FILM-film superhero yang muncul sejak 10 tahun belakangan, selalu berhasil menuai antusiasme dari berbagai belahan dunia dan berbagai kalangan usia.
Ada banyak faktor yang membuat film-film tersebut diminati, mulai dari storyline yang menarik, aktor yang bagus, visual effect yang memukau, pemasaran yang intens, dan lainnya.
Sayangnya, American Academy of Pediatrics (AAP) tidak merekomendasikan film-film tersebut ditonton anak-anak usia kurang dari 6.
AAP memberikan sejumlah alasan mengenai rekomendasinya ini:
- Sebagian besar film dengan tema ini menayangkan adegan kekerasan, di mana ini bukanlah tayangan yang tepat untuk anak usia dini, meskipun film disajikan dalam bentuk animasi kartun.
- Film bisa menjadi sumber untuk anak memahami dunia sekitarnya. Sehingga nilai-nilai dan hal-hal yang dipercayai anak salah satunya bisa berasal dari film.
- Anak usia kurang dari 6 belum bisa membedakan antara fantasi dan kenyataan, sehingga ia bisa merasa selalu terbawa dan merasa sangat ketakutan. Anak juga akan cenderung meniru perilaku kekerasan yang ia tonton.

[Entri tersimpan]
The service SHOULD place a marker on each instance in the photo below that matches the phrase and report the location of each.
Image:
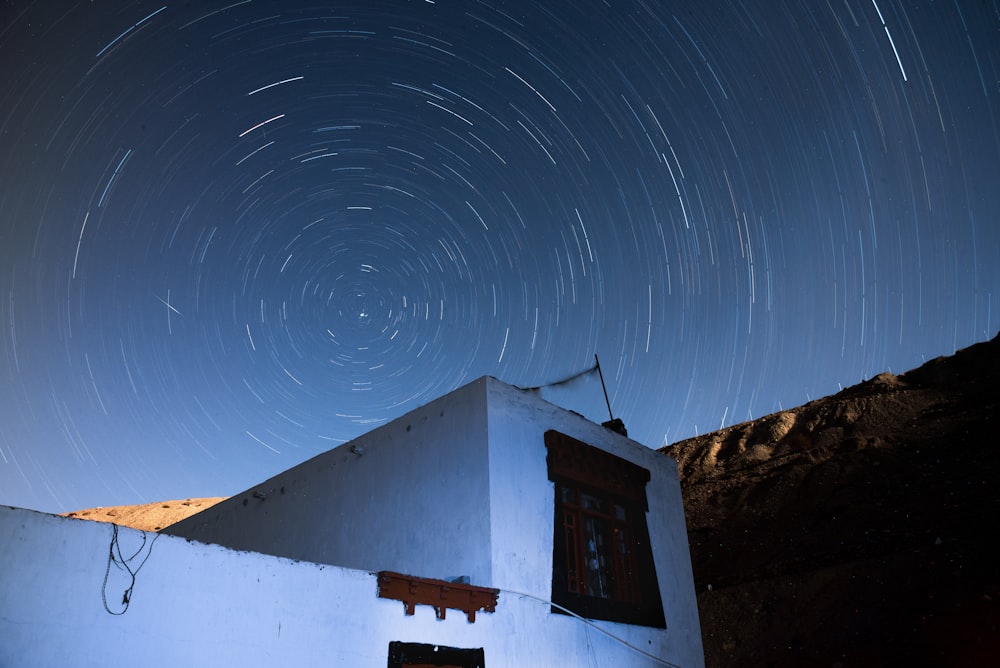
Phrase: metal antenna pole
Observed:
(603, 387)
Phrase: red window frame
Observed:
(602, 559)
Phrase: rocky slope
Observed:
(857, 530)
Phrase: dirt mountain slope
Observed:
(861, 529)
(147, 516)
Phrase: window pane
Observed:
(590, 502)
(567, 494)
(596, 558)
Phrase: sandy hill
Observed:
(860, 529)
(148, 516)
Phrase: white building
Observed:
(488, 527)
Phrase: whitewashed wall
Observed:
(411, 496)
(205, 605)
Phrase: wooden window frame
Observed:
(602, 496)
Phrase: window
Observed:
(419, 655)
(602, 563)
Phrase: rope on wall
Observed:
(121, 563)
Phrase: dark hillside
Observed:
(861, 529)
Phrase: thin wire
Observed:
(592, 625)
(127, 595)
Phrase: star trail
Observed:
(235, 235)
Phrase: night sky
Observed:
(234, 235)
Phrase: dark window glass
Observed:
(602, 561)
(416, 655)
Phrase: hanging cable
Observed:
(121, 563)
(563, 381)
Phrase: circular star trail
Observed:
(234, 235)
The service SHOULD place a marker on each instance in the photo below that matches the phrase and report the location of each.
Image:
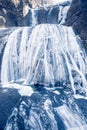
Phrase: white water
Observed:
(62, 13)
(72, 121)
(34, 17)
(49, 54)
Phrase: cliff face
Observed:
(77, 17)
(18, 12)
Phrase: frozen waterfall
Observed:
(45, 54)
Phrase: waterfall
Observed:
(48, 66)
(48, 55)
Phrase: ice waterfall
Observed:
(45, 54)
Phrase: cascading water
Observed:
(49, 58)
(33, 17)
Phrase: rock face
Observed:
(76, 17)
(21, 13)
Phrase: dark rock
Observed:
(77, 18)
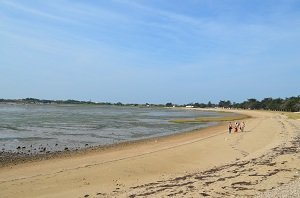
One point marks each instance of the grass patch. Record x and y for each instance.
(212, 119)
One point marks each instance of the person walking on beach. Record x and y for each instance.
(229, 127)
(236, 127)
(242, 127)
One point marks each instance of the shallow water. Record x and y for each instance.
(31, 128)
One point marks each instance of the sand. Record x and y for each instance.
(208, 162)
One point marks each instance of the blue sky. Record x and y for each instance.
(156, 51)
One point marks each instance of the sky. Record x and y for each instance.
(149, 51)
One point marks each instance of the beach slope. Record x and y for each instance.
(209, 162)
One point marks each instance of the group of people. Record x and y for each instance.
(236, 127)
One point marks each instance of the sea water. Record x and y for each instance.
(57, 127)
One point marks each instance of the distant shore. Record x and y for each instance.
(14, 158)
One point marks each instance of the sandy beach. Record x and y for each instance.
(209, 162)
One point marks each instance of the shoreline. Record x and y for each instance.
(15, 158)
(243, 164)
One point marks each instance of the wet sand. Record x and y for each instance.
(208, 162)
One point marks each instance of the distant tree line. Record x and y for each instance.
(291, 104)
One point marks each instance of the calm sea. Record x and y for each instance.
(34, 127)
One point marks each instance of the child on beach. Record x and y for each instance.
(229, 127)
(242, 126)
(236, 127)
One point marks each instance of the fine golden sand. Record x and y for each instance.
(209, 162)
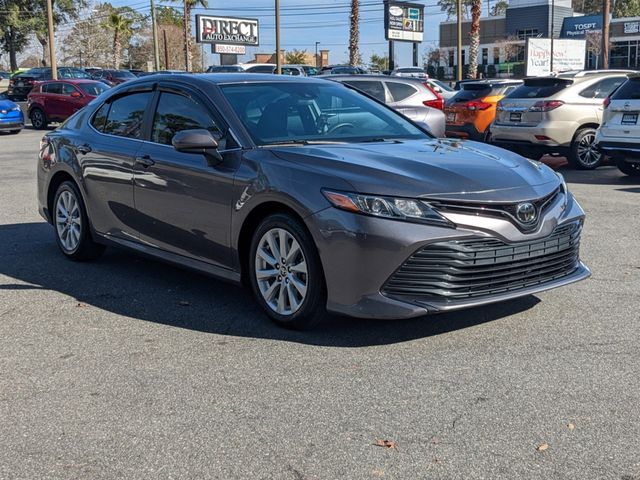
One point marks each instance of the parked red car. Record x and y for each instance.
(57, 100)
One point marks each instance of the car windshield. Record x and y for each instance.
(93, 89)
(283, 112)
(72, 73)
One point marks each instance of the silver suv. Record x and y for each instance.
(555, 115)
(619, 134)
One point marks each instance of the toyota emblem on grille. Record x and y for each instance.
(526, 213)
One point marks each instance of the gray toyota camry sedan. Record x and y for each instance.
(315, 196)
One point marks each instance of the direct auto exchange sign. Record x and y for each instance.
(227, 30)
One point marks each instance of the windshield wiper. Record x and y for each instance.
(303, 142)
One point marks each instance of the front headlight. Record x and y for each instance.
(410, 210)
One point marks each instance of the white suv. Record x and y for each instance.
(619, 134)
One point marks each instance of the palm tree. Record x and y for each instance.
(188, 6)
(474, 34)
(121, 26)
(354, 54)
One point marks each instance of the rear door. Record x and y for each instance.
(516, 108)
(622, 116)
(53, 102)
(183, 200)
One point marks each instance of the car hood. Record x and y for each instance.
(7, 105)
(437, 168)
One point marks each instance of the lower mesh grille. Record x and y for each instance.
(460, 269)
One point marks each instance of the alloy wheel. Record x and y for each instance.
(68, 221)
(587, 153)
(281, 271)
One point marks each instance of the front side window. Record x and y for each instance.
(279, 112)
(126, 115)
(176, 113)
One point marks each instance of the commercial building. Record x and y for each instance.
(502, 38)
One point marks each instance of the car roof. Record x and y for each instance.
(225, 79)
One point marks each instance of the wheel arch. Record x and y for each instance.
(251, 223)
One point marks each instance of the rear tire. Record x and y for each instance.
(38, 119)
(631, 169)
(71, 225)
(584, 154)
(285, 273)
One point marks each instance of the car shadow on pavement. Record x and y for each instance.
(145, 289)
(601, 176)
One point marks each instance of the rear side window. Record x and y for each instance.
(603, 88)
(52, 88)
(400, 91)
(538, 89)
(375, 89)
(630, 90)
(176, 113)
(126, 115)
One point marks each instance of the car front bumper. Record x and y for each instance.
(360, 254)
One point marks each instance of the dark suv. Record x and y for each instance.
(20, 85)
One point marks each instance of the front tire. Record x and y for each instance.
(38, 119)
(584, 154)
(71, 225)
(631, 169)
(286, 274)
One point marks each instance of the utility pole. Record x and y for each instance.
(166, 50)
(605, 34)
(553, 14)
(459, 10)
(278, 65)
(52, 40)
(154, 30)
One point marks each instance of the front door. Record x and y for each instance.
(183, 200)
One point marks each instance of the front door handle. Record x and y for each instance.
(145, 161)
(84, 149)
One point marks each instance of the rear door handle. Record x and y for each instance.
(145, 161)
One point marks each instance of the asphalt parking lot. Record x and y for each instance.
(129, 368)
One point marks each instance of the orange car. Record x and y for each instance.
(469, 112)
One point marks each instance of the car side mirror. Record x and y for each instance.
(198, 141)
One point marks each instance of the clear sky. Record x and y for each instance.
(304, 22)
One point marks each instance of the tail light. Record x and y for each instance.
(546, 105)
(476, 105)
(437, 102)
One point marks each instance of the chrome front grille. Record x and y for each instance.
(479, 267)
(498, 210)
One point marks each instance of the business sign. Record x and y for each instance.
(403, 21)
(226, 30)
(577, 27)
(631, 27)
(230, 49)
(568, 54)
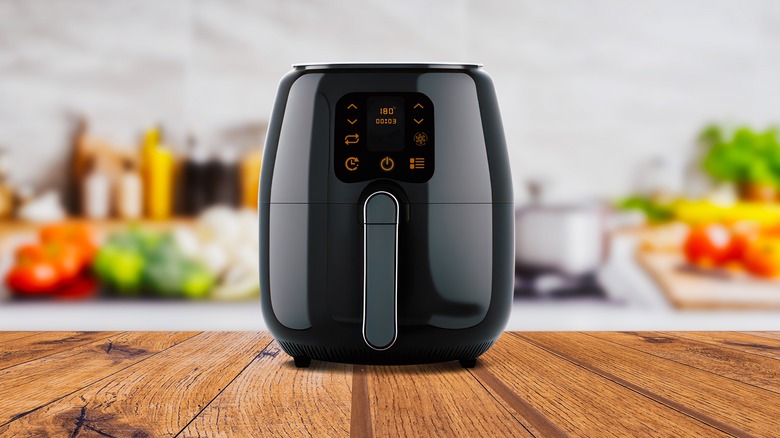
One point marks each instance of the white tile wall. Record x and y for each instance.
(589, 90)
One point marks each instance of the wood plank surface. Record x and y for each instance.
(749, 368)
(10, 336)
(41, 344)
(529, 384)
(738, 341)
(729, 405)
(158, 397)
(580, 402)
(30, 385)
(771, 335)
(273, 398)
(435, 400)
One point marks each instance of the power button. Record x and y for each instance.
(387, 164)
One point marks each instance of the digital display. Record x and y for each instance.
(387, 135)
(385, 124)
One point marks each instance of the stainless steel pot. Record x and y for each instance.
(568, 238)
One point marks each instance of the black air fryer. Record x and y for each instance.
(386, 215)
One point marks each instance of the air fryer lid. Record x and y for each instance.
(330, 144)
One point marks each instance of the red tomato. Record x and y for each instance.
(743, 235)
(67, 258)
(33, 277)
(82, 287)
(29, 253)
(74, 233)
(709, 245)
(763, 257)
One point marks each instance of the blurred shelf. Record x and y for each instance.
(131, 315)
(10, 227)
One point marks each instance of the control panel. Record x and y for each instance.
(384, 135)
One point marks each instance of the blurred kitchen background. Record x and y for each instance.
(641, 135)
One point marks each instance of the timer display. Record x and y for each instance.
(384, 135)
(385, 123)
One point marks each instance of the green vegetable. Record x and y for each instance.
(138, 260)
(655, 212)
(746, 156)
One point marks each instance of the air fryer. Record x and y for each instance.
(386, 214)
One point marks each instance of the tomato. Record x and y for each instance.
(67, 258)
(709, 245)
(73, 233)
(80, 288)
(33, 277)
(30, 253)
(763, 257)
(743, 235)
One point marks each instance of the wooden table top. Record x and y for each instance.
(529, 384)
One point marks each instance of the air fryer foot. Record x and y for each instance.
(302, 361)
(468, 363)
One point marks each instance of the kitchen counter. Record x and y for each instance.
(529, 384)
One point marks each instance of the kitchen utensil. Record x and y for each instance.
(386, 210)
(568, 238)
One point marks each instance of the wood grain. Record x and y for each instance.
(273, 398)
(360, 416)
(10, 336)
(157, 397)
(435, 400)
(528, 384)
(42, 344)
(533, 420)
(771, 335)
(749, 368)
(700, 394)
(738, 341)
(30, 385)
(581, 402)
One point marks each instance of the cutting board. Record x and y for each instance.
(689, 289)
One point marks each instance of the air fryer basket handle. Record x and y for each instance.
(380, 270)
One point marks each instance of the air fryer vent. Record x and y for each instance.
(399, 357)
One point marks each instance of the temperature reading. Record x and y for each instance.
(385, 125)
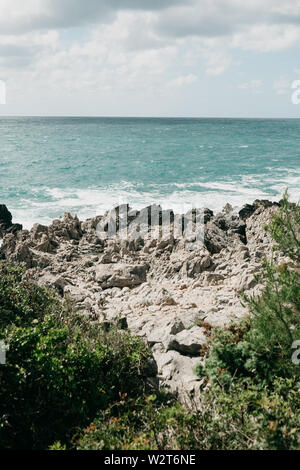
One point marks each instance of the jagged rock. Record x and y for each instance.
(196, 266)
(247, 211)
(121, 275)
(161, 284)
(164, 331)
(37, 231)
(5, 217)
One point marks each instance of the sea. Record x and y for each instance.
(85, 166)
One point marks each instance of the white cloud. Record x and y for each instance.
(253, 84)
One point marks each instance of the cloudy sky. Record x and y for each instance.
(150, 57)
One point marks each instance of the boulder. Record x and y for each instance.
(5, 217)
(188, 342)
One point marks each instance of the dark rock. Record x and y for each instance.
(5, 217)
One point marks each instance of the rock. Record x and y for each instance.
(37, 231)
(6, 225)
(164, 331)
(14, 228)
(187, 341)
(121, 275)
(196, 266)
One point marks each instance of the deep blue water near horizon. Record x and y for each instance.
(89, 165)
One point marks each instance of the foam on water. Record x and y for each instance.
(87, 166)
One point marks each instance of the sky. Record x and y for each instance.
(193, 58)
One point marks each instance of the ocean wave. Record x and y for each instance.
(49, 203)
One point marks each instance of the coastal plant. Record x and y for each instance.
(259, 348)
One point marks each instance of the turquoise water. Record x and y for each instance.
(88, 165)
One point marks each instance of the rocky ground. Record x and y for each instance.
(161, 286)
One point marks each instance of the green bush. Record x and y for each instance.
(59, 368)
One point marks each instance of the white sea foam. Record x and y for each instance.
(95, 201)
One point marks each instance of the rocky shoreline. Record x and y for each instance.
(157, 286)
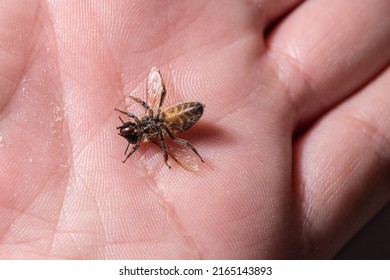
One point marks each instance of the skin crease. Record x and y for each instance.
(295, 133)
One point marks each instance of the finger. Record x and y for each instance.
(16, 27)
(342, 167)
(326, 50)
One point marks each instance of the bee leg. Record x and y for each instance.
(130, 115)
(182, 141)
(164, 147)
(135, 147)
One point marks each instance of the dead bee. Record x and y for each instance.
(156, 124)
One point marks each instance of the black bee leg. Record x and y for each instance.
(130, 115)
(182, 141)
(135, 147)
(164, 147)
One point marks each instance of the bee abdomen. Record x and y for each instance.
(181, 117)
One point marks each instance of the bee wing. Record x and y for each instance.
(156, 89)
(182, 154)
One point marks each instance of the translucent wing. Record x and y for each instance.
(182, 154)
(156, 89)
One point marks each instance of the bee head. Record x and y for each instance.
(129, 131)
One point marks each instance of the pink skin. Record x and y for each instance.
(295, 133)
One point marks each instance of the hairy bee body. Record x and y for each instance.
(156, 124)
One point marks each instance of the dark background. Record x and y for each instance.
(372, 242)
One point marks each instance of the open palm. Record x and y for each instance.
(295, 133)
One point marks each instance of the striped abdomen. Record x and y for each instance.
(182, 117)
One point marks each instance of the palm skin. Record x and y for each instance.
(294, 135)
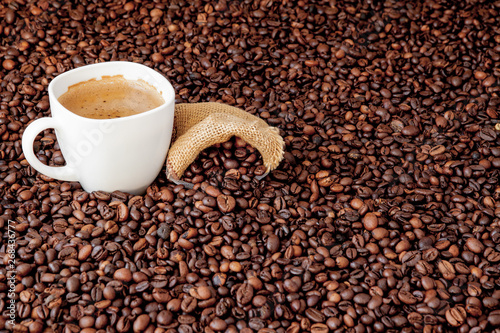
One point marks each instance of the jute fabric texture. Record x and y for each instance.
(198, 126)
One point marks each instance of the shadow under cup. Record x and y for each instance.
(123, 154)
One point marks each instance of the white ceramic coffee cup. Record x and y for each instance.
(123, 154)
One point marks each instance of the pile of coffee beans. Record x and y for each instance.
(384, 215)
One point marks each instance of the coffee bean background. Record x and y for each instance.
(384, 215)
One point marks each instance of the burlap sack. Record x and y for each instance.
(198, 126)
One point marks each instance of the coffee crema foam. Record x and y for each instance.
(111, 97)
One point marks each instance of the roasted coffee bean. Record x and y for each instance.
(382, 215)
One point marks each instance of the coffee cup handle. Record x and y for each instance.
(65, 173)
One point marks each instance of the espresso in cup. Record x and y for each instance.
(117, 148)
(111, 97)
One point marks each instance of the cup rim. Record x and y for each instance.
(169, 97)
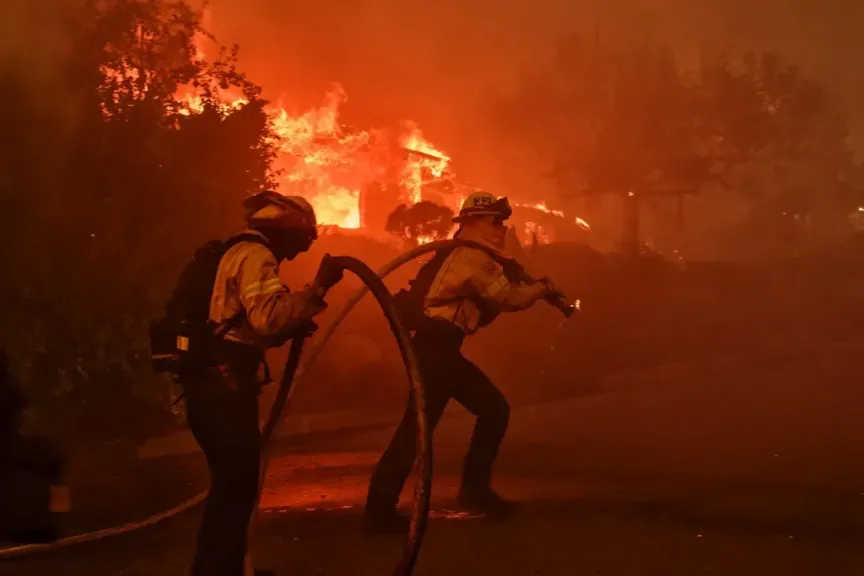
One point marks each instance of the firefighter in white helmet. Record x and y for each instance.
(251, 310)
(461, 291)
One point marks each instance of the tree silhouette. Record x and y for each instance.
(100, 212)
(795, 163)
(422, 221)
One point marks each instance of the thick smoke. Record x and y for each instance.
(34, 42)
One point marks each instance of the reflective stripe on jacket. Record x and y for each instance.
(248, 279)
(470, 289)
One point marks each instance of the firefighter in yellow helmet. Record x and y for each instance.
(462, 290)
(250, 309)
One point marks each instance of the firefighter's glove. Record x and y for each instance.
(305, 329)
(552, 292)
(328, 275)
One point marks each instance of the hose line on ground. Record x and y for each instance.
(320, 341)
(420, 509)
(278, 411)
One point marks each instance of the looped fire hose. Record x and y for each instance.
(421, 498)
(420, 509)
(277, 415)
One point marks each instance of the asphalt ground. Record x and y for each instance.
(757, 471)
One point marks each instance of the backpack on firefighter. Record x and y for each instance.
(185, 337)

▸ Daftar Tugas
1. Menurut teks tentang film superhero, lembaga apa yang tidak merekomendasikan film superhero ditonton anak berusia kurang dari 6 tahun?
2. Ulangi kata demi kata bagian teks tentang film superhero, mulai dari "- Film bisa" sampai dengan "yang ia tonton.".

▸ Kumpulan Jawaban
1. American Academy of Pediatrics (AAP).

2.
- Film bisa menjadi sumber untuk anak memahami dunia sekitarnya. Sehingga nilai-nilai dan hal-hal yang dipercayai anak salah satunya bisa berasal dari film.
- Anak usia kurang dari 6 belum bisa membedakan antara fantasi dan kenyataan, sehingga ia bisa merasa selalu terbawa dan merasa sangat ketakutan. Anak juga akan cenderung meniru perilaku kekerasan yang ia tonton.